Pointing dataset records
++++++
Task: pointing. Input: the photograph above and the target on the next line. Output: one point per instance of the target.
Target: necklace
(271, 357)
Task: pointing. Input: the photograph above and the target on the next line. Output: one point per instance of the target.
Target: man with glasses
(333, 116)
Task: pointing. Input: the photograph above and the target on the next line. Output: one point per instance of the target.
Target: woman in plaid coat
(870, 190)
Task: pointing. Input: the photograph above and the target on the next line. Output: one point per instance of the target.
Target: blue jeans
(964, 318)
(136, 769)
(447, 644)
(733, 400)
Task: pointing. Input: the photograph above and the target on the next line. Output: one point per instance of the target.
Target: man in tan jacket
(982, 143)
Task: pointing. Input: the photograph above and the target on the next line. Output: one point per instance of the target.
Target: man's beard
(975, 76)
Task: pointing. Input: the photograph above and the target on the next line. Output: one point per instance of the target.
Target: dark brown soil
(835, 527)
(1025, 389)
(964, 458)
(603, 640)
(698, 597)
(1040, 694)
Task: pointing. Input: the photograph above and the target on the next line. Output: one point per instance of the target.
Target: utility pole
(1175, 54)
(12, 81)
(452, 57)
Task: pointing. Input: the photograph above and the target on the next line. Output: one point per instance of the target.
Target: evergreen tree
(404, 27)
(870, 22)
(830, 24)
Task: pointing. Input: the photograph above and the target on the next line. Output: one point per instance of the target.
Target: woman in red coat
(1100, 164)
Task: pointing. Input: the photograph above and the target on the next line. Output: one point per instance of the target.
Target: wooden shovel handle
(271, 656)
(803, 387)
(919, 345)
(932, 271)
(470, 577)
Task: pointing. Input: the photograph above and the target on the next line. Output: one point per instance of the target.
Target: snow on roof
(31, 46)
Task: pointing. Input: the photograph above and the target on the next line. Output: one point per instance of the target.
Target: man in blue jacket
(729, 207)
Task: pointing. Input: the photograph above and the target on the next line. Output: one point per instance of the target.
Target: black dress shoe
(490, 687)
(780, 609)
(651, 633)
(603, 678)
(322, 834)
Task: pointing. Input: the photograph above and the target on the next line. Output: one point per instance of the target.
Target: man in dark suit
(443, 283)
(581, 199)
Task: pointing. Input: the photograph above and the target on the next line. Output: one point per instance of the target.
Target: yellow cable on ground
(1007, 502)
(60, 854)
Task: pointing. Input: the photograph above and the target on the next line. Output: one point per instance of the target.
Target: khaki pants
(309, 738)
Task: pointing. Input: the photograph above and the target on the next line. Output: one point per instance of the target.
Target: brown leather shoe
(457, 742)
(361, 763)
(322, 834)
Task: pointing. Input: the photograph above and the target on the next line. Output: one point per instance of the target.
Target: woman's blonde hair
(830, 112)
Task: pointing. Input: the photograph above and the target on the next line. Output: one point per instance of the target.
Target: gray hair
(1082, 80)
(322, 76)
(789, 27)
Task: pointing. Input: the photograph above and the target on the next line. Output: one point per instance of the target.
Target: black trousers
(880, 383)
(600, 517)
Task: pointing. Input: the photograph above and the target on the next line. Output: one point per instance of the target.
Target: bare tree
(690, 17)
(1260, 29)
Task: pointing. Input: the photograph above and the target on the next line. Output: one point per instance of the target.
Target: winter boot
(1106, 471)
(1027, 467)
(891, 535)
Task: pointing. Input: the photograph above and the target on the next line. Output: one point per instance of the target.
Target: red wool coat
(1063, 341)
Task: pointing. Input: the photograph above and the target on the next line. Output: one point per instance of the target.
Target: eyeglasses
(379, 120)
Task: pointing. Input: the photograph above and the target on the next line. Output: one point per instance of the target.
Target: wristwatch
++++++
◆ **Task to complete**:
Take the entries and copy them out exactly.

◆ **Expected answer**:
Task: pointing. Input: the photograph above and the target on the next line. Output: one point per instance of the target.
Target: necklace
(271, 357)
Task: pointing. Input: the photograph above and the target on the next line. Output: one point per instance of the target.
Target: man with glasses
(333, 116)
Task: pointing. Input: the photograph above and the target on the next line. Output: one point per instance of the target.
Target: woman in plaid coat
(870, 190)
Task: pointing. Input: the photograph above and the target on the next line. Output: one point per instance of the target.
Target: blue jeans
(964, 318)
(136, 769)
(447, 644)
(733, 400)
Task: pointing. Input: the photograph above and the target on the next line. Output: one point per instance of the target.
Target: man in tan jacket
(982, 143)
Task: pointing. Input: the photograph above and the target on the next line. Output: one point per instance of the target.
Target: man's beard
(975, 76)
Task: pointing. Input: the photograph above and the target on the next line. Output: one point per instance of the target.
Target: dark brown soil
(835, 527)
(1025, 389)
(964, 458)
(603, 640)
(698, 597)
(1040, 694)
Task: pointing. Input: the photograph above and the target on the next line. Output: one point per instance of the target.
Target: utility pole
(1175, 54)
(12, 81)
(452, 57)
Task: pointing. Input: the photograph above and the target on the next line. Output: one point per instance of the target.
Target: evergreen tree
(404, 27)
(870, 22)
(830, 24)
Task: pointing. Input: the photograph above and the target on the next line. Output: one point per instance of the target.
Target: woman in red coat
(1100, 164)
Task: pointing. Input: the photograph above and the target on the next line. Output: one point per instance of the target.
Target: wooden shovel handle
(271, 656)
(803, 387)
(919, 345)
(932, 271)
(470, 577)
Task: pointing. Input: the photograph above and the target on the next line. Output: one point per instance of the target.
Target: snow on roof
(31, 46)
Task: pointing. Input: the photograph above and the target on the next line. Output: one point per instance of the target.
Target: man in blue jacket
(729, 207)
Task: pointing. Input: the photograph above and the target on the next line. Output: one point per instance of the target.
Target: black dress shoe
(490, 687)
(780, 609)
(651, 633)
(603, 678)
(322, 834)
Task: pointing. Input: the photograph above and the target on the next line. Output: one point per instance of the target.
Target: man in dark suit
(443, 283)
(581, 199)
Task: pointing. Input: the photograph above and the target on the next line. Output: one point per instance of the target.
Target: yellow cable on ground
(1007, 502)
(60, 854)
Task: pointing. Input: the photograph above and the target on the next line. Output: one point per instance of the target.
Target: khaki pants
(309, 738)
Task: pointing. Input: the photograph above and the target on the next line. Output: one point per instance of the target.
Target: brown leather shoe
(457, 742)
(361, 763)
(322, 834)
Task: pointing. Input: the photograph above and the target on the next line. Output: one point per instance of the target.
Target: woman's blonde hair
(830, 112)
Task: pointing. Input: the photograph above and the target on the next line. Output: one point per instance of the target.
Target: gray hair
(1082, 80)
(322, 76)
(789, 27)
Task: pointing. Input: the photograph above and the target on the next line. Output: one point per instance of the target.
Target: black trousers
(880, 383)
(600, 517)
Task: pointing. Input: the photograph above and the target on the next line. Output: one point per instance of the target.
Target: bare tree
(690, 17)
(1260, 29)
Task: pointing. Input: the photograph above and the target on the next line. Output: one point per instance of the target.
Target: winter boot
(1106, 471)
(1027, 467)
(891, 535)
Task: pointing. Input: the photograph above and the target on the next line. Output: one point per instance of the target.
Target: red wool coat
(1063, 341)
Task: pointing. Input: the photograph above and the target on the next line. Output: one point per instance of the target.
Target: eyeglasses
(379, 120)
Task: pointing. Input: the photograph above and the target on the next line. Output: one point per instance of the target.
Target: wristwatch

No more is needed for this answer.